:: Supplied data ::

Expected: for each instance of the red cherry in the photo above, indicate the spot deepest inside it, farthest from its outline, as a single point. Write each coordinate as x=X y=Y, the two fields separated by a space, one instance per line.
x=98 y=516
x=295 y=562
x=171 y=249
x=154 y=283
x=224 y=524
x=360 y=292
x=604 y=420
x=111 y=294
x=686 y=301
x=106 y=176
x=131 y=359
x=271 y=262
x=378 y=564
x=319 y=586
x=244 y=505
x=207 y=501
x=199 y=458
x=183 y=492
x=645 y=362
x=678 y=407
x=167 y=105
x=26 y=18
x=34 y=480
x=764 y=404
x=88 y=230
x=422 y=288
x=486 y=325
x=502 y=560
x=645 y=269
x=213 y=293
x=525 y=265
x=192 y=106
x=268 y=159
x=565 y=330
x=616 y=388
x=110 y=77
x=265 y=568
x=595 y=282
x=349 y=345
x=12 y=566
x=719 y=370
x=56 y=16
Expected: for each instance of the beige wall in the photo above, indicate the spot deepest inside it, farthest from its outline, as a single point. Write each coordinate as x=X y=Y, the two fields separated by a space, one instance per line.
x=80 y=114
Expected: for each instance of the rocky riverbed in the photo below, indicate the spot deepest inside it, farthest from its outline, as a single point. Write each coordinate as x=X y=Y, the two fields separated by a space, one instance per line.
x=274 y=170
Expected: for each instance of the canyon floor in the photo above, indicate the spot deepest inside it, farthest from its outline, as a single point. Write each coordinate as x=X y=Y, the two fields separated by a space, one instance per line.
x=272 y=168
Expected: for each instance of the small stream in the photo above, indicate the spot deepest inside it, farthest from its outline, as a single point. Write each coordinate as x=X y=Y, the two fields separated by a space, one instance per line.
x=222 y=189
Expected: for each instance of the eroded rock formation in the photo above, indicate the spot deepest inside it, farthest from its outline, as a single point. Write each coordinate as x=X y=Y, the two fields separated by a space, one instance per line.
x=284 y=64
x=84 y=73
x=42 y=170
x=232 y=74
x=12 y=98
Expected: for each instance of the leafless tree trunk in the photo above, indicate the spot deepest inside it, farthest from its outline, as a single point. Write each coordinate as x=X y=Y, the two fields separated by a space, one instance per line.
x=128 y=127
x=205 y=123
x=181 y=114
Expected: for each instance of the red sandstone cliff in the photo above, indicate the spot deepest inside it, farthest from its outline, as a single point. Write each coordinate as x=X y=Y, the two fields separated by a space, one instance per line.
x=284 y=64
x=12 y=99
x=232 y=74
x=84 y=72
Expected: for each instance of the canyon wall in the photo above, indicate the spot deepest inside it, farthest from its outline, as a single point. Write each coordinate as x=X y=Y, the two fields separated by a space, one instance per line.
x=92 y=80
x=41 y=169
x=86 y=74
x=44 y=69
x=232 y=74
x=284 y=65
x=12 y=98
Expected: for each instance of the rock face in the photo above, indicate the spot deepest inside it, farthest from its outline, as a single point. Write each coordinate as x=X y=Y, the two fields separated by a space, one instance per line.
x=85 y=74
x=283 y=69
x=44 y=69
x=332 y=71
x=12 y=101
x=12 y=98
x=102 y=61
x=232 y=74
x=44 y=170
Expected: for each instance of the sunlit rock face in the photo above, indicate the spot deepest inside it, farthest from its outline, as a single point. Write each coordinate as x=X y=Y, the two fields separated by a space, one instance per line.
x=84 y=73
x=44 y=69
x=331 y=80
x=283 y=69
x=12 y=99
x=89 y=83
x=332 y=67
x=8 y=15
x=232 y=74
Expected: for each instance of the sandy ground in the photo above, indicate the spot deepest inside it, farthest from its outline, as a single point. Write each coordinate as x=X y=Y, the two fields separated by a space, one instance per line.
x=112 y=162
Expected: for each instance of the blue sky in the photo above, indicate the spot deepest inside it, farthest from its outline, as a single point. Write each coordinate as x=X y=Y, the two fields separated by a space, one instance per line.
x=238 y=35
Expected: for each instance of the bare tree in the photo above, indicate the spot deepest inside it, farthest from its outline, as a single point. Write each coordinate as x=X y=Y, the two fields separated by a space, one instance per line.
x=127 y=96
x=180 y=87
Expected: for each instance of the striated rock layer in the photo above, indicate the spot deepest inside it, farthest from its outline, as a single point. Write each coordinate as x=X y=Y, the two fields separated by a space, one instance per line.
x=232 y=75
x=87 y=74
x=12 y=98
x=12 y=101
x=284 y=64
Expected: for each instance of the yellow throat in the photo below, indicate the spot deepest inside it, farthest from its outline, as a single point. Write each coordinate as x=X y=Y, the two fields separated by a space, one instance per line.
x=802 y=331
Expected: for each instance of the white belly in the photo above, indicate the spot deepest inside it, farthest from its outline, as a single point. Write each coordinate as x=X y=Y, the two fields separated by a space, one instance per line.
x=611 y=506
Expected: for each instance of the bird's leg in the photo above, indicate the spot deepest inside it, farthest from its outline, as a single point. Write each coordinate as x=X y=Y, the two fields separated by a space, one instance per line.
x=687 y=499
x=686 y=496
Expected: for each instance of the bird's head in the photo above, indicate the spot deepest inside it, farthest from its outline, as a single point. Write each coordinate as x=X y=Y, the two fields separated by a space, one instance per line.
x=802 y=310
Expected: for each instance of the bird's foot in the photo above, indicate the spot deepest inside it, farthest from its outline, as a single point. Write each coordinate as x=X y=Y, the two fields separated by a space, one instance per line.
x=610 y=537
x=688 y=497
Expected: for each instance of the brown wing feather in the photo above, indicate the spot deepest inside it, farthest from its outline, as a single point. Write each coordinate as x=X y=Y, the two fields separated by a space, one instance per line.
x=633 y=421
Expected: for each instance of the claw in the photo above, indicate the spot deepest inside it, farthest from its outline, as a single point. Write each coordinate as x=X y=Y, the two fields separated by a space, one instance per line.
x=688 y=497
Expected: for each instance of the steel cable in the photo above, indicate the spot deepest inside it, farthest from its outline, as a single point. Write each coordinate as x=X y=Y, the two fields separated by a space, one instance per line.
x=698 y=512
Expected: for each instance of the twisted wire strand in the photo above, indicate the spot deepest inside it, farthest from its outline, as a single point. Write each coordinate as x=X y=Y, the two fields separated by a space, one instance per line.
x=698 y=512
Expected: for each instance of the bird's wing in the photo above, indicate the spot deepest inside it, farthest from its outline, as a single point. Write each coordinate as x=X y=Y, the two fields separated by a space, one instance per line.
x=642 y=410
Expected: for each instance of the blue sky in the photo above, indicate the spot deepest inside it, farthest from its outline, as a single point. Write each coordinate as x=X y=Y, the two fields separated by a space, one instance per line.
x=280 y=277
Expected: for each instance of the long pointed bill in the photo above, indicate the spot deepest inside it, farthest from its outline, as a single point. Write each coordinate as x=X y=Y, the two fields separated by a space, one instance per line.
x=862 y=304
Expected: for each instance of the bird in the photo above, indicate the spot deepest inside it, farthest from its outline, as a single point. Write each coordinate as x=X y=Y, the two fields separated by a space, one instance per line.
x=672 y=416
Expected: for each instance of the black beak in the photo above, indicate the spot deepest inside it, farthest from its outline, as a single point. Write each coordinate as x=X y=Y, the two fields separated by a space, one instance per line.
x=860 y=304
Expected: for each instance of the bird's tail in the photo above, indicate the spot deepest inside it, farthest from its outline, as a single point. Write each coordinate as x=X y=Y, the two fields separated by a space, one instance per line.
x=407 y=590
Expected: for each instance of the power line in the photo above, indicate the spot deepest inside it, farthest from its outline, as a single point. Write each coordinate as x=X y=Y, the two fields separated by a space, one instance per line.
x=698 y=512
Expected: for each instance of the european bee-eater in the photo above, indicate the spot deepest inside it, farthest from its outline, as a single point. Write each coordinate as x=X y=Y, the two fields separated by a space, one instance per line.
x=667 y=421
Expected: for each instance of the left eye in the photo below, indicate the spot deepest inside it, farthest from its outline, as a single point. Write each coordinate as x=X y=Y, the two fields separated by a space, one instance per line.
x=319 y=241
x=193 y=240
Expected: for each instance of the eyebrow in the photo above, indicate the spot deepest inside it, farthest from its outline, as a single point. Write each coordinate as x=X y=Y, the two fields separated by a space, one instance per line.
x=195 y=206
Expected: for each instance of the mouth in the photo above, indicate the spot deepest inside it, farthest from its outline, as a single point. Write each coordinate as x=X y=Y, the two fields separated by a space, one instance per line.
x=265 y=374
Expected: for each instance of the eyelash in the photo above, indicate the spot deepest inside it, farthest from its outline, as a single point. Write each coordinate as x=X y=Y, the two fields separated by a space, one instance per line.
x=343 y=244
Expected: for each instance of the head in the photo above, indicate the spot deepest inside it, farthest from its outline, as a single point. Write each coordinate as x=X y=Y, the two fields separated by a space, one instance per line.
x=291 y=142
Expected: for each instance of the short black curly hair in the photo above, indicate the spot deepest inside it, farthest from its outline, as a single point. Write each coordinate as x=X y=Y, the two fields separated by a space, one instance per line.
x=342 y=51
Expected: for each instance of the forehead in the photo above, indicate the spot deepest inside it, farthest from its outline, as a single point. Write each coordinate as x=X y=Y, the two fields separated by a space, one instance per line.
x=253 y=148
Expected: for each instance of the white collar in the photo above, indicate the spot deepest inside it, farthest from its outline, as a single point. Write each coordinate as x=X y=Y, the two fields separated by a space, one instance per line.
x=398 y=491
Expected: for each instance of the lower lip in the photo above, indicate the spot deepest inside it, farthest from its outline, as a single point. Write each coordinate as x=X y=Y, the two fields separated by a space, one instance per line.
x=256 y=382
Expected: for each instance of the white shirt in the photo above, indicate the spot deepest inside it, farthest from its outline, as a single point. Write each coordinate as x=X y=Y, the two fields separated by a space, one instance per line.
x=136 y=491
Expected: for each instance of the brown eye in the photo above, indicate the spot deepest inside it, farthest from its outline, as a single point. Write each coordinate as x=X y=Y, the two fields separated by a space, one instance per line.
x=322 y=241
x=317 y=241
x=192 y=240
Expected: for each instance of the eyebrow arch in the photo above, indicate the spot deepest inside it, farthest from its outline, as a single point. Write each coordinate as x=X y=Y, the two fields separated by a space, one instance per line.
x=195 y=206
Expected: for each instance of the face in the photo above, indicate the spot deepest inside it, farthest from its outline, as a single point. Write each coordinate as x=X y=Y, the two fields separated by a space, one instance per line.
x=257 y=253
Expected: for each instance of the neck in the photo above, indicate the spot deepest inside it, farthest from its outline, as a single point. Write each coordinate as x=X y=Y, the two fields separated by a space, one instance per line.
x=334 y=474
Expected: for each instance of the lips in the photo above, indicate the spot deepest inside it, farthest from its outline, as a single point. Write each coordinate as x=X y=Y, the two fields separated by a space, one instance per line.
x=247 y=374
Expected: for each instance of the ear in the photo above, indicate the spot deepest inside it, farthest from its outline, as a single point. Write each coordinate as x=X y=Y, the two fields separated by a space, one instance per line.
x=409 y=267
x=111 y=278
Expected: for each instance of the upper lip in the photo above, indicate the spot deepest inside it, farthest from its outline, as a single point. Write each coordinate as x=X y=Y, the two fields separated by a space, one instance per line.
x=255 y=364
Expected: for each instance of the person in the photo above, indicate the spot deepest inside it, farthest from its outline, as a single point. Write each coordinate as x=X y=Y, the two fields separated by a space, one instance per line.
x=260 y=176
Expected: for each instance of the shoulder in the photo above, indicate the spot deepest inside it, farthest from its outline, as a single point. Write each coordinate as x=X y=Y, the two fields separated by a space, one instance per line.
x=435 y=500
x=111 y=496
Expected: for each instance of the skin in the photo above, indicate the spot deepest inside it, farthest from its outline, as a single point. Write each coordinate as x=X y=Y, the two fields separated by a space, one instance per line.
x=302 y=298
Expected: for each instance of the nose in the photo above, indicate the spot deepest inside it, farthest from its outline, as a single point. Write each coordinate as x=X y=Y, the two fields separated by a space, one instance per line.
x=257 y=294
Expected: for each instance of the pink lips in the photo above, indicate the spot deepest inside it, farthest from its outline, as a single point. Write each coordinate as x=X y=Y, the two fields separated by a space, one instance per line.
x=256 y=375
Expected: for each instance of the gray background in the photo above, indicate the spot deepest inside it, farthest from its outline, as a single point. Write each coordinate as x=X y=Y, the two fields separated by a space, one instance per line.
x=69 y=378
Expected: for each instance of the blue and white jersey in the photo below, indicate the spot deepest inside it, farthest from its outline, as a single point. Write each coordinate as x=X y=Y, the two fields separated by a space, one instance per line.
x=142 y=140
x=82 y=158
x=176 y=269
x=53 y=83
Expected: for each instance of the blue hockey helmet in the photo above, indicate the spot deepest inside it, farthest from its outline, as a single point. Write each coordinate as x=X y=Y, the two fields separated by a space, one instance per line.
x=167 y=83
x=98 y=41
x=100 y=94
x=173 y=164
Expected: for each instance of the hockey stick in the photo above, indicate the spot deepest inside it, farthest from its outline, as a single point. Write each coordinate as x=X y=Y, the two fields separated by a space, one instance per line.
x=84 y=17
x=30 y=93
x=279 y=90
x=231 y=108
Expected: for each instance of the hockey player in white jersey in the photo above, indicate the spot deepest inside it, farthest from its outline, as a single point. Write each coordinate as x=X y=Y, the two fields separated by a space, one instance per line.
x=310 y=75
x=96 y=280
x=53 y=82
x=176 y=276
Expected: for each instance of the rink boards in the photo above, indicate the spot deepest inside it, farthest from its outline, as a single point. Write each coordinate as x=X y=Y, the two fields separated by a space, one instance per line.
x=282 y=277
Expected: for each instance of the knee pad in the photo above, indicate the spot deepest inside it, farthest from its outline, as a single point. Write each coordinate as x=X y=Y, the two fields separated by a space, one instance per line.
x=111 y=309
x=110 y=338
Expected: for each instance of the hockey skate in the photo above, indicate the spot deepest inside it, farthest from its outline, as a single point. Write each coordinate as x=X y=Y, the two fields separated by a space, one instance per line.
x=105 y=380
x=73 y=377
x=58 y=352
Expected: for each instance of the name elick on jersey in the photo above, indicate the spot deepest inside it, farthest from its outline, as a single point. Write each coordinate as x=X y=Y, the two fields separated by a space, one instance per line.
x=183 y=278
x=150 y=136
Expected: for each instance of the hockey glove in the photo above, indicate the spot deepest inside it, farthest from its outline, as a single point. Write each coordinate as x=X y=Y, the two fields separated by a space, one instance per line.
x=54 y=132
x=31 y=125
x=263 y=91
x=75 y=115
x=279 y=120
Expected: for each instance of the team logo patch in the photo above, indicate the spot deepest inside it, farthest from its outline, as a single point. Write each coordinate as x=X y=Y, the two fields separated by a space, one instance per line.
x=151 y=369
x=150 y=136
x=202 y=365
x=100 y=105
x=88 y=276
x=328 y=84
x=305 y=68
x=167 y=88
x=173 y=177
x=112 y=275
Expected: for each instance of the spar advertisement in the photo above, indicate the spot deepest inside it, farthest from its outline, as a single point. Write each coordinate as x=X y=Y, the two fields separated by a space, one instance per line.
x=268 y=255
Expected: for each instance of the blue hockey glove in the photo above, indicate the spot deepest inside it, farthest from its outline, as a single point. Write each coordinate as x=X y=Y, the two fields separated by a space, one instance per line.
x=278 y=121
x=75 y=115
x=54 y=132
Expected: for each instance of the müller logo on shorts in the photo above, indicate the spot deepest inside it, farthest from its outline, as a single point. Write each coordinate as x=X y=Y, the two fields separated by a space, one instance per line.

:::

• [Aim]: Rescale the records starting with the line that contains "Expected: for each instance of the bird's head" and going on through the line that contains "x=802 y=310", and write out every one of those lines. Multiply each coordinate in the answers by 0.4, round it to a whole number with halves rounded up, and leave all other text unchanged.

• [Task solution]:
Expected: for each instance of the bird's head in the photo above, indicate the spot deepest inside it, farthest from its outline, as a single point. Write each coordinate as x=X y=Y, the two fields separated by a space, one instance per line.
x=321 y=124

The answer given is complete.